__Supplied entries__.

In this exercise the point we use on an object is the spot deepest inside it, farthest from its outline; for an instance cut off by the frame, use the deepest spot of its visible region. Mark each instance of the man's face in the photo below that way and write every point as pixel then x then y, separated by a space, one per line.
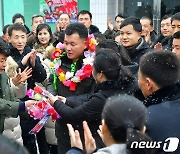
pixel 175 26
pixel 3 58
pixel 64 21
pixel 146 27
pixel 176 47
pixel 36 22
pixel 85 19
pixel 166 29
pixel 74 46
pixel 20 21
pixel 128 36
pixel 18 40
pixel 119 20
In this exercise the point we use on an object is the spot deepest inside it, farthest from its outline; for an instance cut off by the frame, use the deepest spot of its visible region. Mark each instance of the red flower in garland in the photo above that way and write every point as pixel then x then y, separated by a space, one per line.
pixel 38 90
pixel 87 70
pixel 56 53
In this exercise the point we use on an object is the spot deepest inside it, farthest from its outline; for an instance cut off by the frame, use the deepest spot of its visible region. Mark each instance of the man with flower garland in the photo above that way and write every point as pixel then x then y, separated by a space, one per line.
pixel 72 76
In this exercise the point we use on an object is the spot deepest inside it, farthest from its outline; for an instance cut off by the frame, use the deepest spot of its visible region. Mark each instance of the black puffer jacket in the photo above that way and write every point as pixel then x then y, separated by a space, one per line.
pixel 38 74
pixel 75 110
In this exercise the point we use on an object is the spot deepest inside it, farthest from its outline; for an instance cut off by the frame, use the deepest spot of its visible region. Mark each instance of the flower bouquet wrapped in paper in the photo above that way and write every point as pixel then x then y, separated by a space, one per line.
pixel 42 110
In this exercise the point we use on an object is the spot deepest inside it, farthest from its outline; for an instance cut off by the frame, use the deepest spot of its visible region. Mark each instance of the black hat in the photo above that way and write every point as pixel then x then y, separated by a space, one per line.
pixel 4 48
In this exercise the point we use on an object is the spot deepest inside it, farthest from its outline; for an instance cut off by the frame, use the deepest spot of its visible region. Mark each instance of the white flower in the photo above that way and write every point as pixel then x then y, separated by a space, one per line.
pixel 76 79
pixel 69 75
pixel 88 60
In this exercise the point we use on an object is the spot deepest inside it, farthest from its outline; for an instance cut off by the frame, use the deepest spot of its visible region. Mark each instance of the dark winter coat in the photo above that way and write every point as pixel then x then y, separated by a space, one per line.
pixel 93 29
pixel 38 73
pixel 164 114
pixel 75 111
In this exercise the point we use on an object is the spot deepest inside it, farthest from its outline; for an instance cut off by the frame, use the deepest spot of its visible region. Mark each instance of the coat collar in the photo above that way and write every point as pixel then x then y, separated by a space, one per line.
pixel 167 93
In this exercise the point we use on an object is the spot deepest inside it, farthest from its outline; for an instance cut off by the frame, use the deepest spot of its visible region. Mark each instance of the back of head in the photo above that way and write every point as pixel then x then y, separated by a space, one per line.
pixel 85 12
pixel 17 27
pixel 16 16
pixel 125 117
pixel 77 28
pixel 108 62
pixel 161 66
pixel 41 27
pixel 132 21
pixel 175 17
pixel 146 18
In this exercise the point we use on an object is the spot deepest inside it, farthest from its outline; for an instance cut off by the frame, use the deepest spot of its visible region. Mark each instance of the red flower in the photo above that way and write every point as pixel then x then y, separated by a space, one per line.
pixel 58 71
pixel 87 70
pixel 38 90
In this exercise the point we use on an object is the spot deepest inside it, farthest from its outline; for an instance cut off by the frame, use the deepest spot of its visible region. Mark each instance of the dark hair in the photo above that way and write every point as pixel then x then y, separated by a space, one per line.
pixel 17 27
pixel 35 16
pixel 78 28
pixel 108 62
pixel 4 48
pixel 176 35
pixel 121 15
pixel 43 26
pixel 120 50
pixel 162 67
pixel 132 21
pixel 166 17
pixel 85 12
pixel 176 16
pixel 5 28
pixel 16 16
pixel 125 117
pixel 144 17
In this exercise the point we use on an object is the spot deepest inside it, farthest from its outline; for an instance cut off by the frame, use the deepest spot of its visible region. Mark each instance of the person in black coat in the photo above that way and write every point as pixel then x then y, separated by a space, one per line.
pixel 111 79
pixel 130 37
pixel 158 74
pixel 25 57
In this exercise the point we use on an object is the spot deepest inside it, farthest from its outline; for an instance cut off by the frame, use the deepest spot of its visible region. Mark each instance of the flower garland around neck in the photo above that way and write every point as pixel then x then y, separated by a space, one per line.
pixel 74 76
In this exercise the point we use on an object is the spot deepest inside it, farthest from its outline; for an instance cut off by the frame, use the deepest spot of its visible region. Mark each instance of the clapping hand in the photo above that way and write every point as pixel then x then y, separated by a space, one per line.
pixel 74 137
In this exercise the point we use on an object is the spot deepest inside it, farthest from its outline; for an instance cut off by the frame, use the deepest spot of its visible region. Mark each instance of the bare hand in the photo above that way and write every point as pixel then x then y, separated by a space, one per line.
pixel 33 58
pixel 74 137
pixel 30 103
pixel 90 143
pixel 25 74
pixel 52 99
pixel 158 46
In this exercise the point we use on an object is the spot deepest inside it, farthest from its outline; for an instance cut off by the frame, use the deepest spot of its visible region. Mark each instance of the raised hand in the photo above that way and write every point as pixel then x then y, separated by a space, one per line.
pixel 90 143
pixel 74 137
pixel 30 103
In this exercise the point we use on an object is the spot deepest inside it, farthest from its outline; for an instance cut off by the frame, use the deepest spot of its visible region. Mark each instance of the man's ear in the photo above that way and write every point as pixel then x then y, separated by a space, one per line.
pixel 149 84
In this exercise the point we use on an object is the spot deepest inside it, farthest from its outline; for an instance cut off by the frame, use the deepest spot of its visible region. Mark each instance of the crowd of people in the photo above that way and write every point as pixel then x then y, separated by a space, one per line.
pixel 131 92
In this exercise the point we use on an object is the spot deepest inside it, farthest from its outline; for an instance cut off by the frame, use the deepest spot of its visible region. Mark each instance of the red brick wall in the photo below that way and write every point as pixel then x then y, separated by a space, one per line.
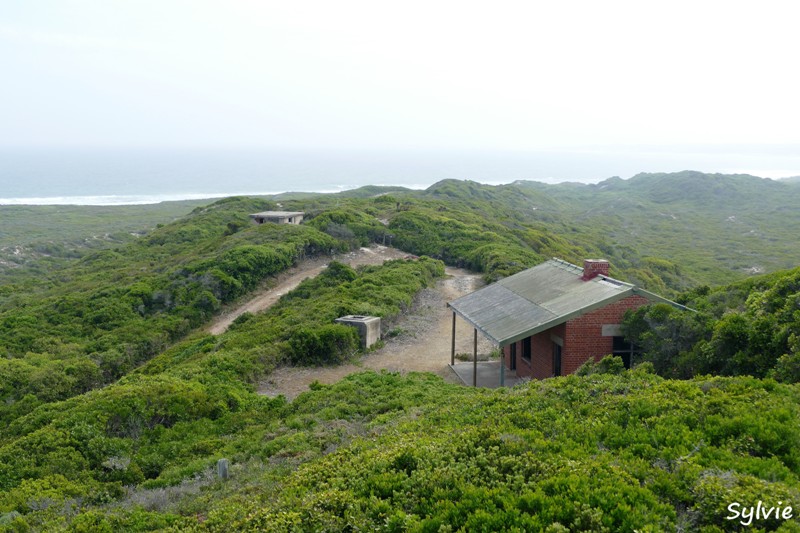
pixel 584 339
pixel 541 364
---
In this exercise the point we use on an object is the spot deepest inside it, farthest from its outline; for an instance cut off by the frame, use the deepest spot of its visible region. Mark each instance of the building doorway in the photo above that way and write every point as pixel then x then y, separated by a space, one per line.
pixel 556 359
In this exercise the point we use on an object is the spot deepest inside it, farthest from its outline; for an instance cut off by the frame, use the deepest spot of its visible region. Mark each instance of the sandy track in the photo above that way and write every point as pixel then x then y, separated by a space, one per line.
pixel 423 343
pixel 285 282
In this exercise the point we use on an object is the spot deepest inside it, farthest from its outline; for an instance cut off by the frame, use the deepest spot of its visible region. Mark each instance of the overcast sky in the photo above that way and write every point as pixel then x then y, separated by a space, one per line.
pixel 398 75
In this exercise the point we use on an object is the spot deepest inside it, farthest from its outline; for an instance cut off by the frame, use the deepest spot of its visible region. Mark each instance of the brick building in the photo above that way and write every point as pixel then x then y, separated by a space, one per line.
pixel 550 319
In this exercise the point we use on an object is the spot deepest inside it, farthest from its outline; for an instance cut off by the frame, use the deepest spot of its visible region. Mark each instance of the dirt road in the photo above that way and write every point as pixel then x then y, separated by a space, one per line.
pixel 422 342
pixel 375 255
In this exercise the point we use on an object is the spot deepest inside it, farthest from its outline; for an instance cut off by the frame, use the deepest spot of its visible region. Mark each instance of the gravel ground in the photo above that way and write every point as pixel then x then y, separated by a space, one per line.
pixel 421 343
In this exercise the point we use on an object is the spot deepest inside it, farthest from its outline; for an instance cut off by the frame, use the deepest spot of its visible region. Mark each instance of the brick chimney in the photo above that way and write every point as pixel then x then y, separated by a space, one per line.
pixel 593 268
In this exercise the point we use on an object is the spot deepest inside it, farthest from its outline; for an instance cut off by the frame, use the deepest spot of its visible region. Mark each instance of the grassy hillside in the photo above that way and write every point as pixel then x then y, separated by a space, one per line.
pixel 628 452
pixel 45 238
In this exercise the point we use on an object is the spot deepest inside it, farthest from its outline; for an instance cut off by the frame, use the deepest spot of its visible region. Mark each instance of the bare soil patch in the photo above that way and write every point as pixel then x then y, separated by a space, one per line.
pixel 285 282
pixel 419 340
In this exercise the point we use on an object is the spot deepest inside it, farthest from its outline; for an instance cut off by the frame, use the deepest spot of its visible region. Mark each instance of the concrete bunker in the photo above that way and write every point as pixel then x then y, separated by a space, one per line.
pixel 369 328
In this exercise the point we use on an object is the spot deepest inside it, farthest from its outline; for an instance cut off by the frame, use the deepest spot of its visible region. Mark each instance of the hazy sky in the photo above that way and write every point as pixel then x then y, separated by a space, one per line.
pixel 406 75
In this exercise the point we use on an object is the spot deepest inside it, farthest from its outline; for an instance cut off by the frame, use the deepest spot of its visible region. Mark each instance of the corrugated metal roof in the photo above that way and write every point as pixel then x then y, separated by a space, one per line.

__Written exercise__.
Count the lines in the records above that contain the string "dark", treating uppercase and lowercase as different. Reply with the number alone.

__Result for this exercise__.
2